> Selected text:
=-=-=-=-=

The lost surveillance camera footage could have shown whether a male inmate was raped.

Associated Press
Published November 12, 2005


TALLAHASSEE - An investigation into missing surveillance tapes at a Department of Juvenile Justice detention center has some critics suggesting there is a pattern of coverups.

The tapes were discovered missing as police began investigating the alleged rape of a severely retarded 15-year-old male.

It's not the first time critical evidence was unavailable during similar investigations.

Surveillance tapes also were missing, nonexistent or of such poor quality as to be useless after the deaths of three youths in custody: Omar Paisley, Daniel Matthews and Shawn Smith.

Cathy Corry, a Clearwater juvenile justice watchdog, said she has received dozens of complaints from parents that officials could not confirm abuse allegations against their children because surveillance equipment didn't work.

"I got pretty sick of hearing that the videotape was lost, or the videotape didn't exist, or (the) area in question wasn't covered by the videotape," Corry told the Miami Herald.

In the latest case, the department's inspector general is investigating a break-in into the cabinet where tapes are stored. Detention center superintendent Linda Edwards-Ellis was aware of the break-in, but didn't report it or start an investigation, according to the report. She was fired this week.

Tom Denham, a department spokesman, said the agency is "attempting to move to more modern video systems that don't require tapes. We can only do that as funding permits."

Denham said tapes have helped prosecutors in other cases. "It's not like every time we have an incident the tapes go missing."

=-=-=-=-=

> Available data:
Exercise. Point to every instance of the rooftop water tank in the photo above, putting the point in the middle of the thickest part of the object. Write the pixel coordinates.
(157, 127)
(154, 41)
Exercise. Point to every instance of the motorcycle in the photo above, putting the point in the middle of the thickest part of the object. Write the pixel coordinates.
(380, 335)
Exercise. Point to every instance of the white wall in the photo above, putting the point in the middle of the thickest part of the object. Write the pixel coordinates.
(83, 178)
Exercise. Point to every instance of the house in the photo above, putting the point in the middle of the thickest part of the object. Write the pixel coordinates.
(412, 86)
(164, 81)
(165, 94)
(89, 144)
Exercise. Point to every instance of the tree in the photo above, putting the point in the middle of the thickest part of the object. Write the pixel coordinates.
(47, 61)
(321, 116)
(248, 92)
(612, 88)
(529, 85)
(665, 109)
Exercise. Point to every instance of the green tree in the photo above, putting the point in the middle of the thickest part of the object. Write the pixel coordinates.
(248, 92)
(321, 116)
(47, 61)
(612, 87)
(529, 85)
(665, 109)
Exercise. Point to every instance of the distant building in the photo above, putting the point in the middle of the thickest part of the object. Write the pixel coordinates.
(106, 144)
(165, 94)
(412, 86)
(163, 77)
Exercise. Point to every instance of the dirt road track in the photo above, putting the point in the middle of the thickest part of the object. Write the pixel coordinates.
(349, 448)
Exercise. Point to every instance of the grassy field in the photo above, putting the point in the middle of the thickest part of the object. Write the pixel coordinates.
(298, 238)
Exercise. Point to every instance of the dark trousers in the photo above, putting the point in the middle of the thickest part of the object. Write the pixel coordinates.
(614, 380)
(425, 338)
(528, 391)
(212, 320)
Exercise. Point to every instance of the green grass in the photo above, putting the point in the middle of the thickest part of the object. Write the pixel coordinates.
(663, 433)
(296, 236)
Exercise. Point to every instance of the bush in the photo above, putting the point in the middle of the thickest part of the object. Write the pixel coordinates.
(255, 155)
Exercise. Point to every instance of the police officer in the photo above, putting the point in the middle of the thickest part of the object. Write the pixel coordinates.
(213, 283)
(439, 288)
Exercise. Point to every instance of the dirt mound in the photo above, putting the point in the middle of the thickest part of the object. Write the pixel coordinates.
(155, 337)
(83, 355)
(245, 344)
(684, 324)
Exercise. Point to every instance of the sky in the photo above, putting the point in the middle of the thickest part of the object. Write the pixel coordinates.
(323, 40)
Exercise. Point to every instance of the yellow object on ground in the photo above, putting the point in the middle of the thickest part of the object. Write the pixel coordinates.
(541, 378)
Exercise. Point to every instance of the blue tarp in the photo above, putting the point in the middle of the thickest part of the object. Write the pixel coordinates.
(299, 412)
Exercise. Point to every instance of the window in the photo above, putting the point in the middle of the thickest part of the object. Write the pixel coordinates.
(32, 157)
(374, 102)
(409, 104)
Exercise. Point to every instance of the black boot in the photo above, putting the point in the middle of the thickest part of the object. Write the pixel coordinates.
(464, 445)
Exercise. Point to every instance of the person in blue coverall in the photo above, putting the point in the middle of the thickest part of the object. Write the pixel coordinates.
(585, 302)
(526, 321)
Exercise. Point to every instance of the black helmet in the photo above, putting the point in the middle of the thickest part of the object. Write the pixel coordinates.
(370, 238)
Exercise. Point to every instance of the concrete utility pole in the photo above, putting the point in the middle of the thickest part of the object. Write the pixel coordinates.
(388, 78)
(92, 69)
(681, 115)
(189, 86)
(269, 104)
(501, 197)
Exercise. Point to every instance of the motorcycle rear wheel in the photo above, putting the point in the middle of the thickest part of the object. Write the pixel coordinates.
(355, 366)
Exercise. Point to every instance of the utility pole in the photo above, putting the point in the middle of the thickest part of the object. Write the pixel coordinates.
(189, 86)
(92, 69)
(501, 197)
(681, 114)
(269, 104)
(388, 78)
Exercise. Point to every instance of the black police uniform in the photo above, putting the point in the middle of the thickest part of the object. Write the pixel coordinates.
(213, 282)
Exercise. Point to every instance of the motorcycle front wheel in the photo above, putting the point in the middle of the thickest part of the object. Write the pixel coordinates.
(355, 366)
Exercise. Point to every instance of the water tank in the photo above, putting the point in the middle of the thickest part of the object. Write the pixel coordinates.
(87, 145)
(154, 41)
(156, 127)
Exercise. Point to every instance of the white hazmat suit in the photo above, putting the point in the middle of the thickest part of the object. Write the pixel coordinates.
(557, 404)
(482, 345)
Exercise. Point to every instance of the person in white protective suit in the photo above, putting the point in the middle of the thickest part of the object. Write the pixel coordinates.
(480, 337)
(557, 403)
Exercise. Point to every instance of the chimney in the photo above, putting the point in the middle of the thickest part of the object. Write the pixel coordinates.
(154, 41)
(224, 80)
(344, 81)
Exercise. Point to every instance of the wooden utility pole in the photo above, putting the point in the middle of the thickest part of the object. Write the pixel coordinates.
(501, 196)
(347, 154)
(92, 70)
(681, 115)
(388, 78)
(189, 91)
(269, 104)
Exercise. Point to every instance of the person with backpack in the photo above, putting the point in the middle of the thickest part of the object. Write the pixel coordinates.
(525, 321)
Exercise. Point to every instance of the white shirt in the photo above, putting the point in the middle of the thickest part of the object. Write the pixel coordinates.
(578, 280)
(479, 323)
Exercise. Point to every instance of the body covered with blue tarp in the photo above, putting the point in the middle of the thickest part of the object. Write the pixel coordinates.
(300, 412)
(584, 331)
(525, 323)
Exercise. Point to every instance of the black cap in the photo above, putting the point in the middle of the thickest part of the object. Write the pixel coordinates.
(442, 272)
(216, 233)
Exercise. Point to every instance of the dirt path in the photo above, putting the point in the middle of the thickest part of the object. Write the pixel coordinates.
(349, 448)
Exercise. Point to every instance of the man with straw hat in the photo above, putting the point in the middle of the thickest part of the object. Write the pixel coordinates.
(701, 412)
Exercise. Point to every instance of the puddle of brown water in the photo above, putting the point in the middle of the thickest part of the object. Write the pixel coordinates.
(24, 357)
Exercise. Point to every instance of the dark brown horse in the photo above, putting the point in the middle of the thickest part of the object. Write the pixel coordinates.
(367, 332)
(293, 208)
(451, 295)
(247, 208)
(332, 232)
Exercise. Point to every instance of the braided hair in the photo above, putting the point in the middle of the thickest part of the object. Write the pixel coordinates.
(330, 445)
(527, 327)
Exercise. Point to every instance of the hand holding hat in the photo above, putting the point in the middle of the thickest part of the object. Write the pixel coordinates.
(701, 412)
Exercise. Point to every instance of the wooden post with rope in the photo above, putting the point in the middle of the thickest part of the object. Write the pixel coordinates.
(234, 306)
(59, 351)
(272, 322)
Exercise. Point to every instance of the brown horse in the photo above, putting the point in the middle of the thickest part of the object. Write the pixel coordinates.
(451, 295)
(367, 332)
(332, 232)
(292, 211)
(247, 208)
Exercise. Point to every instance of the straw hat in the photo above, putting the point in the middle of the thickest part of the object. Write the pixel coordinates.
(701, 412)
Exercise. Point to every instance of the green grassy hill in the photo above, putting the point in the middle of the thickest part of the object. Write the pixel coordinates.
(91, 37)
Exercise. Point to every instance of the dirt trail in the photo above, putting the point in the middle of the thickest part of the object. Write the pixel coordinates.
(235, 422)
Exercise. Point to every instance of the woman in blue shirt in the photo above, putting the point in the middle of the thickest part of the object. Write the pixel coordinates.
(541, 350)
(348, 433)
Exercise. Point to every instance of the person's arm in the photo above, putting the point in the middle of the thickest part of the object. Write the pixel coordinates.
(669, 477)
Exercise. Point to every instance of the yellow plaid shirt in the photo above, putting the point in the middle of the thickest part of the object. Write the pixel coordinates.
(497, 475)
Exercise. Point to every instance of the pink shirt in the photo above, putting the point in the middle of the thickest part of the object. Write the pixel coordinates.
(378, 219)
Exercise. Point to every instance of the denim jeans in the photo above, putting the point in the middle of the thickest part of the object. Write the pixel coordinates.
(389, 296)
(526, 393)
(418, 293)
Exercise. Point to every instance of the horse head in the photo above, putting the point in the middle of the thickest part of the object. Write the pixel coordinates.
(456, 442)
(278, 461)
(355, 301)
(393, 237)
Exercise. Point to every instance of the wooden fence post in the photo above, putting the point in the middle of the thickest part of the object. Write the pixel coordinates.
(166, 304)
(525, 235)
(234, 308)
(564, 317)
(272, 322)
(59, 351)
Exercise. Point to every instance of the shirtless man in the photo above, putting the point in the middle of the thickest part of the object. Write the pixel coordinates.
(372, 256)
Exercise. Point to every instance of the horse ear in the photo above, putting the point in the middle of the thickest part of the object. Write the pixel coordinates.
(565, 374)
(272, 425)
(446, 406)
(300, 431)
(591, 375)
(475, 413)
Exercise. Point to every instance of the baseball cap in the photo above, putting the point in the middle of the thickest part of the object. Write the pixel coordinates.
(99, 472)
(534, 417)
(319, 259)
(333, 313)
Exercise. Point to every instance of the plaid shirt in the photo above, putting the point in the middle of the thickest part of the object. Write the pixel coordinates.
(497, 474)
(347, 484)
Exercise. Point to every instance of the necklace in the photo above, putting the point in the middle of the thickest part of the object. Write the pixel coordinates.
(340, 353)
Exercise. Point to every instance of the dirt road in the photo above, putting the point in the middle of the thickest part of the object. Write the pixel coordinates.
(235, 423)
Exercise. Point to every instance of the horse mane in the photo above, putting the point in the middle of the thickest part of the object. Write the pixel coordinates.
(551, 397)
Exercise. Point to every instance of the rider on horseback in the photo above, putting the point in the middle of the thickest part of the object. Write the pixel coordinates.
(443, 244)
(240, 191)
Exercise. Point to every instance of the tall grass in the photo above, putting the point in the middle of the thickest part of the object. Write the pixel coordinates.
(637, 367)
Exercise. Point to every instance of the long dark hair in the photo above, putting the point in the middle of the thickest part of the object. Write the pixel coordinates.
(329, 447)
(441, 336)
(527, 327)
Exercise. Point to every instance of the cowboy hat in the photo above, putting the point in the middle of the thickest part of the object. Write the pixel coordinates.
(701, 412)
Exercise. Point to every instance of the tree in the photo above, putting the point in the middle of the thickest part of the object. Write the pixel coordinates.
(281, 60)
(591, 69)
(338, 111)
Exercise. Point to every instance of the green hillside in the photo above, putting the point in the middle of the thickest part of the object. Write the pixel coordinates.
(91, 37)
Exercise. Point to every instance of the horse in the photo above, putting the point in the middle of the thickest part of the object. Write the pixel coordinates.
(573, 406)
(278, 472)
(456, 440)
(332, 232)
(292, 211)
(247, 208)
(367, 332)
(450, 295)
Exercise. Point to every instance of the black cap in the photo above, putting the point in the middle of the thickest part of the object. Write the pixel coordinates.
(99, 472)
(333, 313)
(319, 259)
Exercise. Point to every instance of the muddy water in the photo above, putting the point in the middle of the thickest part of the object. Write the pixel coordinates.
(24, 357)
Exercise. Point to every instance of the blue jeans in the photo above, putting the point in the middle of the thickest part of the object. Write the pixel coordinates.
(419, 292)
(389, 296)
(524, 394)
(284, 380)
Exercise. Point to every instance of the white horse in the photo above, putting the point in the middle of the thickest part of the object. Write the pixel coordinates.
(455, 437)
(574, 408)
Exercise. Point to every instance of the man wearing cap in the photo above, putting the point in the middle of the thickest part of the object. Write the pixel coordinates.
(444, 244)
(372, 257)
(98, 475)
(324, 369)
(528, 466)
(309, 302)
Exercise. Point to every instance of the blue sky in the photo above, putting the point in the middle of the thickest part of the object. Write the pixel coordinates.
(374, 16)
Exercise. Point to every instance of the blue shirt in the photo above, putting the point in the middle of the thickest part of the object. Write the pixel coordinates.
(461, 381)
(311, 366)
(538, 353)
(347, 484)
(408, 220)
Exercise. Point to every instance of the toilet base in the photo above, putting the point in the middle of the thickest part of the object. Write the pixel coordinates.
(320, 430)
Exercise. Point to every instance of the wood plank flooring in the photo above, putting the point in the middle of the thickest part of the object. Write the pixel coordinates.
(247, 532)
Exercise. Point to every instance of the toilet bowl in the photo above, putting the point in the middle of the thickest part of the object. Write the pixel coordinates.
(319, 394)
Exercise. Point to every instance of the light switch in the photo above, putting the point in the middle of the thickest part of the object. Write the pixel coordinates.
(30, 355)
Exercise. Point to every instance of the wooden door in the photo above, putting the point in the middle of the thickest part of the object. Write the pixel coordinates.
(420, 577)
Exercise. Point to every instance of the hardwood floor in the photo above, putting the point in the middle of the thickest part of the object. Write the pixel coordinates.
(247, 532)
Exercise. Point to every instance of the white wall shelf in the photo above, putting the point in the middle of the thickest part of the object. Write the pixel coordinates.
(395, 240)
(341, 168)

=-=-=-=-=

> Work instruction: Copy out the whole article on the missing surveillance tapes word for word.

> Task solution:
The lost surveillance camera footage could have shown whether a male inmate was raped.

Associated Press
Published November 12, 2005


TALLAHASSEE - An investigation into missing surveillance tapes at a Department of Juvenile Justice detention center has some critics suggesting there is a pattern of coverups.

The tapes were discovered missing as police began investigating the alleged rape of a severely retarded 15-year-old male.

It's not the first time critical evidence was unavailable during similar investigations.

Surveillance tapes also were missing, nonexistent or of such poor quality as to be useless after the deaths of three youths in custody: Omar Paisley, Daniel Matthews and Shawn Smith.

Cathy Corry, a Clearwater juvenile justice watchdog, said she has received dozens of complaints from parents that officials could not confirm abuse allegations against their children because surveillance equipment didn't work.

"I got pretty sick of hearing that the videotape was lost, or the videotape didn't exist, or (the) area in question wasn't covered by the videotape," Corry told the Miami Herald.

In the latest case, the department's inspector general is investigating a break-in into the cabinet where tapes are stored. Detention center superintendent Linda Edwards-Ellis was aware of the break-in, but didn't report it or start an investigation, according to the report. She was fired this week.

Tom Denham, a department spokesman, said the agency is "attempting to move to more modern video systems that don't require tapes. We can only do that as funding permits."

Denham said tapes have helped prosecutors in other cases. "It's not like every time we have an incident the tapes go missing."